## Required work:
From the first line to the last, repeat the records exactly and skip the pictures.
*** Supplied entries
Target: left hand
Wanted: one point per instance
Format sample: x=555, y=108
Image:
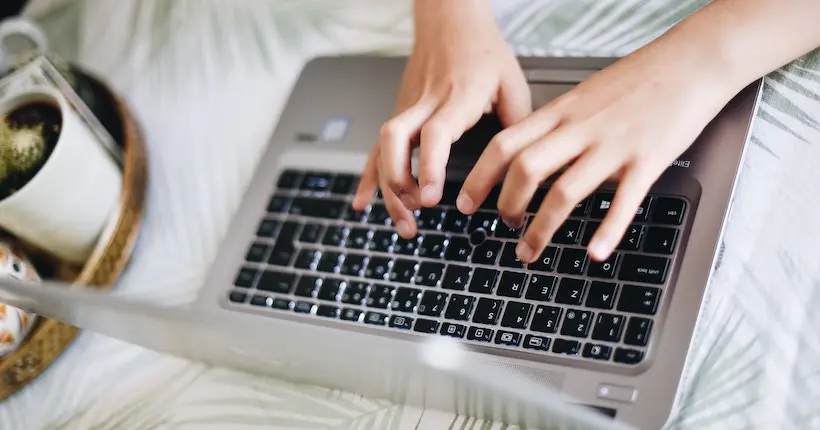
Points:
x=628, y=122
******
## Your solution:
Target: left hand
Wanted: one point per instance
Format sample: x=555, y=108
Image:
Points:
x=628, y=122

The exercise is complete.